# AIM OF THE EXERCISE
Search the data below for "after" and report how many lines contain it, with no other text.

Items listed in a dataset:
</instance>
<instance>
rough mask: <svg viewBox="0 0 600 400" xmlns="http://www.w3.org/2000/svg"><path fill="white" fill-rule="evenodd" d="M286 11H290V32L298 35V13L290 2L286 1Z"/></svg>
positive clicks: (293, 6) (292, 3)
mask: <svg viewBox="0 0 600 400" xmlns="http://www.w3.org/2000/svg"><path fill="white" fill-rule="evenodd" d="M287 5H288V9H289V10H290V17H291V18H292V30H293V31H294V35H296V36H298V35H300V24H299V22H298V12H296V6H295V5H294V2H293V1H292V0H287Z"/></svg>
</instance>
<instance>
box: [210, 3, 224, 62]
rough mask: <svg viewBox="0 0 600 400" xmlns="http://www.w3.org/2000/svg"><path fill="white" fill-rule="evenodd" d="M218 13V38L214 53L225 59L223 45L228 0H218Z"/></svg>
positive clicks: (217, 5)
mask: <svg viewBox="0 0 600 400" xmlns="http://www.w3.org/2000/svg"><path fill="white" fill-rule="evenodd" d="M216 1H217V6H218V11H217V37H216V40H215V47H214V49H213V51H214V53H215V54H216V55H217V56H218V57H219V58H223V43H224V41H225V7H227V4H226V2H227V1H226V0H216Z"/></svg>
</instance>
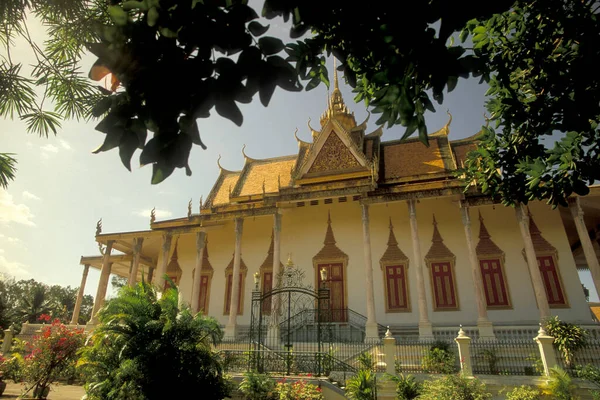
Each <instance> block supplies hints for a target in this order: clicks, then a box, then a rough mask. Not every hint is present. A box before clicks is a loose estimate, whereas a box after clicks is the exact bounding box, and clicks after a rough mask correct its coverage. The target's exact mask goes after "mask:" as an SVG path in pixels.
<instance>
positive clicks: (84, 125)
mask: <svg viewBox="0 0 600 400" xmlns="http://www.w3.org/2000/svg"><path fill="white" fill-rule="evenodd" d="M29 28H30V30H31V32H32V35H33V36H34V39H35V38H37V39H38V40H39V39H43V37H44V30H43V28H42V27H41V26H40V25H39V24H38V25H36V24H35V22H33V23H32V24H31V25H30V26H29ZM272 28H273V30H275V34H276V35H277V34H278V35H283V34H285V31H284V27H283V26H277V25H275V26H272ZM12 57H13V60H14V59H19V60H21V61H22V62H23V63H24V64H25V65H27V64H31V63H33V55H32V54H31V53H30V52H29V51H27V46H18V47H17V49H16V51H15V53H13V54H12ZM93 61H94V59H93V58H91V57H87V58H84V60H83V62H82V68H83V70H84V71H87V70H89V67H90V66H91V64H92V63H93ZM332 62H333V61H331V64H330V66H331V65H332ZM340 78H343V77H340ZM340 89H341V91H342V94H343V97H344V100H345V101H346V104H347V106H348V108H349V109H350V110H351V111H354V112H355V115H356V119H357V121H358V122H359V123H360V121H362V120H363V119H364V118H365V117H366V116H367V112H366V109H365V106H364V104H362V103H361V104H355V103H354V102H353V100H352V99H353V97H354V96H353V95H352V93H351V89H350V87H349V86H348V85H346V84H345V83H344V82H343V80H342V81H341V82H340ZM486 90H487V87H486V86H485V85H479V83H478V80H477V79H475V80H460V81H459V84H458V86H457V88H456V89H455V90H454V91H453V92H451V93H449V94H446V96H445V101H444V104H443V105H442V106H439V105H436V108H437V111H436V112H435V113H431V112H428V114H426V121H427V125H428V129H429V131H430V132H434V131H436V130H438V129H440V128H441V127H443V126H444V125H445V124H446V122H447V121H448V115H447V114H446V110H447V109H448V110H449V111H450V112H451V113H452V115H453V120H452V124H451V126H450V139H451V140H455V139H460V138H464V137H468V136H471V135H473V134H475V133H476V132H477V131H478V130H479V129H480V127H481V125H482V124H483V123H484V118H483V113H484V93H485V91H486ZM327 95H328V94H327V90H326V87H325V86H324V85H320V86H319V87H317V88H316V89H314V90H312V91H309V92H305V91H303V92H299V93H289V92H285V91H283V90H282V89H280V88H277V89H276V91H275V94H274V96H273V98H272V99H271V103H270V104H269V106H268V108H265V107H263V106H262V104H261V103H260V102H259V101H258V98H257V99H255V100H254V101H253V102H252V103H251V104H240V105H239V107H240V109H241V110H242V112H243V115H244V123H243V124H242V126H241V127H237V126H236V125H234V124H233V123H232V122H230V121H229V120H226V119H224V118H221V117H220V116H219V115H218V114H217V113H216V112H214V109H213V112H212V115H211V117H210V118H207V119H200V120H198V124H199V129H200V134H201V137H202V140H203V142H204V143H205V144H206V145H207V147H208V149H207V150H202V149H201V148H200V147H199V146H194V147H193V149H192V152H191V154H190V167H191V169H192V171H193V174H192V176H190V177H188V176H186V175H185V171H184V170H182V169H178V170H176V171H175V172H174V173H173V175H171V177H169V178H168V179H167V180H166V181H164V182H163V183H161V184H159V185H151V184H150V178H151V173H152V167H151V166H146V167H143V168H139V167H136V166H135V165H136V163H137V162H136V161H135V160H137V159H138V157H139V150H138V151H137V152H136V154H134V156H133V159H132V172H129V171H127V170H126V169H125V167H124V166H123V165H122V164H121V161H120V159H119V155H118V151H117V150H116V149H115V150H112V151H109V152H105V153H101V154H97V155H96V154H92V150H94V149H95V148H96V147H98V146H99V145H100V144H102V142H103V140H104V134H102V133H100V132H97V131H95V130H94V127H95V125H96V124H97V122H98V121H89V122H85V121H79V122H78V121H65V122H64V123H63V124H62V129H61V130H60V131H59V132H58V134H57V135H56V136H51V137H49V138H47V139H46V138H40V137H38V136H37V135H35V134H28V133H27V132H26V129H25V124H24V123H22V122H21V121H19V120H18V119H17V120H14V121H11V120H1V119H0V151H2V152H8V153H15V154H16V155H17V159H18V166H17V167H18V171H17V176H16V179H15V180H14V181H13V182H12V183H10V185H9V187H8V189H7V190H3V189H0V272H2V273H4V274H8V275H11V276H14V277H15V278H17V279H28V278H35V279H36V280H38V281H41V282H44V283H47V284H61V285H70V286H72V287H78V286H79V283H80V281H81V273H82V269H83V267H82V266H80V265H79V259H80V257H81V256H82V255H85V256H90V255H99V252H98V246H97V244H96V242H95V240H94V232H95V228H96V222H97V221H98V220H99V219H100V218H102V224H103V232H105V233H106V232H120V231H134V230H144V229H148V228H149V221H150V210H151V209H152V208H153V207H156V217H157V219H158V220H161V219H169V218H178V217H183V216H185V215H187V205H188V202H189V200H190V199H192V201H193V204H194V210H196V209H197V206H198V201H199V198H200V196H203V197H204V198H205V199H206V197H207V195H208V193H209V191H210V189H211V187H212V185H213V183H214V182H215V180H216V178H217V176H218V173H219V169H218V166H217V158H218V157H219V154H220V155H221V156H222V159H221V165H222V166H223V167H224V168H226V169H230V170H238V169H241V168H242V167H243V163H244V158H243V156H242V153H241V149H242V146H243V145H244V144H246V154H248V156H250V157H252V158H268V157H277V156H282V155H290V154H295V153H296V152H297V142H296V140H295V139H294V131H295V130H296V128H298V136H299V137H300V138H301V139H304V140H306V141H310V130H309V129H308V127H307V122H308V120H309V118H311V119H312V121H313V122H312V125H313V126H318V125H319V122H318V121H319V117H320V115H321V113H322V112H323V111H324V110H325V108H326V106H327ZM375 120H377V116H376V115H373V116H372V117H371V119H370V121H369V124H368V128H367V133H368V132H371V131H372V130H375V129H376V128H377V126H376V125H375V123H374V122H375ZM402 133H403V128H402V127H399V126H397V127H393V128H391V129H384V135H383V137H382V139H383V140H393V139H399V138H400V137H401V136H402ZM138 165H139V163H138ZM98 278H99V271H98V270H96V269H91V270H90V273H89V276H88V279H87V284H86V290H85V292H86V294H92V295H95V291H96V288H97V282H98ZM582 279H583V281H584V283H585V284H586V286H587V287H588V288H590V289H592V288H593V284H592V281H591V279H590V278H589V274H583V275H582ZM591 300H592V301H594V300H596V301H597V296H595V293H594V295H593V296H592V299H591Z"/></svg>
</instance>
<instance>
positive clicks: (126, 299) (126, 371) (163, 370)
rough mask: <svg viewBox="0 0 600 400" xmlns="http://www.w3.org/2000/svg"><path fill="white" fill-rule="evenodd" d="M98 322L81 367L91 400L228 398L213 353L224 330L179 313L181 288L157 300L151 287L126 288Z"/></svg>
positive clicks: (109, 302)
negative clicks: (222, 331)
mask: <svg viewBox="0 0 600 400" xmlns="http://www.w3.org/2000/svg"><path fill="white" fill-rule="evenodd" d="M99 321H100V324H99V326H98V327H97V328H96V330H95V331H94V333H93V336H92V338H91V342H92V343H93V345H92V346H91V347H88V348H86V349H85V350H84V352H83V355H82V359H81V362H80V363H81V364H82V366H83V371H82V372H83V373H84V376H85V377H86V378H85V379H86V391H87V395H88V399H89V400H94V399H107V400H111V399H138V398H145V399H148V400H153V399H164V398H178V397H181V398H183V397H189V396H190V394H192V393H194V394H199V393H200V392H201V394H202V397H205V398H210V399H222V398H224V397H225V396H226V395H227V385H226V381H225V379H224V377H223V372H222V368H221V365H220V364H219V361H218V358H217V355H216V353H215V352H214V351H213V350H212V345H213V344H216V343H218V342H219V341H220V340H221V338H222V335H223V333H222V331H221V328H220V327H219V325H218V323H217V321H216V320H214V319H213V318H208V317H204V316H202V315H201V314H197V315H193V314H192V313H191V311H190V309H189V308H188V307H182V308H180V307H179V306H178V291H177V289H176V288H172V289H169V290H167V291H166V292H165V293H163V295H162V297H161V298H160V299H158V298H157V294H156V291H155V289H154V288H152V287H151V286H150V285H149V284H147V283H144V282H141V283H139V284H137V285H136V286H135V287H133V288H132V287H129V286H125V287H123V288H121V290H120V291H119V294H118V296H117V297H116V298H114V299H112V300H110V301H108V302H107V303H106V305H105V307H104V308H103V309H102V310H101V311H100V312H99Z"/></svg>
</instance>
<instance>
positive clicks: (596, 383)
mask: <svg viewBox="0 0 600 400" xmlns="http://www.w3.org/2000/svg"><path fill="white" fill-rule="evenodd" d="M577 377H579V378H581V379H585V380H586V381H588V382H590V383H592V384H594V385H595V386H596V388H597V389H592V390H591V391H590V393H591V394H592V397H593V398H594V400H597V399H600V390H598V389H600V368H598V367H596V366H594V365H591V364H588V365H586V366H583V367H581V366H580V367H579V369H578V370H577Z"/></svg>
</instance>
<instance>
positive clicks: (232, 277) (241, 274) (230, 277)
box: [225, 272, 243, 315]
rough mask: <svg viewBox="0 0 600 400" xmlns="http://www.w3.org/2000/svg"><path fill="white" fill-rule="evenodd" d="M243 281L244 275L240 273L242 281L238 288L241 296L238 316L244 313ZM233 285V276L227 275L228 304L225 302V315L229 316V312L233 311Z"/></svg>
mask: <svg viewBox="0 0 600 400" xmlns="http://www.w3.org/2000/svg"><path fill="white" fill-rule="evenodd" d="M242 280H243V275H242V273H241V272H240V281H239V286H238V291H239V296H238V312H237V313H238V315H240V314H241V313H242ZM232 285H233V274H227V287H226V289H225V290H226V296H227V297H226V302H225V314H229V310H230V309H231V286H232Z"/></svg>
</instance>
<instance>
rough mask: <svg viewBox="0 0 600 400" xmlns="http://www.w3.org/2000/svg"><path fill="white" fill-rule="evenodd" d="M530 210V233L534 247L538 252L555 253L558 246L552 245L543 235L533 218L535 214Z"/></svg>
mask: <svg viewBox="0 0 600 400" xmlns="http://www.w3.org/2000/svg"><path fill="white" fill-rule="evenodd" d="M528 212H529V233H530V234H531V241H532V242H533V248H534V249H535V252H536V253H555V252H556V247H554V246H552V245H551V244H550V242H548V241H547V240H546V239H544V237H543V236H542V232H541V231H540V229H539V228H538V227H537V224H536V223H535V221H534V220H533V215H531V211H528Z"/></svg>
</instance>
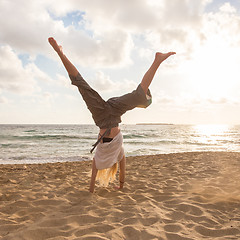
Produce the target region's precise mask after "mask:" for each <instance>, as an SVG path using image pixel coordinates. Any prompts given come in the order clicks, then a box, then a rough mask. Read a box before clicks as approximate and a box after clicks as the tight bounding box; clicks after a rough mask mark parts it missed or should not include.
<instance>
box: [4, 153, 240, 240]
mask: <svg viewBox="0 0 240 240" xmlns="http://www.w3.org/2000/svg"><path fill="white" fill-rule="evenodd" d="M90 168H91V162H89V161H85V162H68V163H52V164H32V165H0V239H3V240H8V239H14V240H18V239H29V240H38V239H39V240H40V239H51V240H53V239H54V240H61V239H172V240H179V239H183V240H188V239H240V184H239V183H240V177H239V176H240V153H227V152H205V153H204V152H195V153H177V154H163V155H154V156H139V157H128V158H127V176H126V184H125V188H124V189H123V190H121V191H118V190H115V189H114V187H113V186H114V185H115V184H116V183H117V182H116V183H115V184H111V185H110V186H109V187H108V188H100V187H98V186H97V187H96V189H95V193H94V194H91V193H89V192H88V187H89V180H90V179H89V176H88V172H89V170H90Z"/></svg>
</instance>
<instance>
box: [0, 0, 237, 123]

# TASK ANSWER
2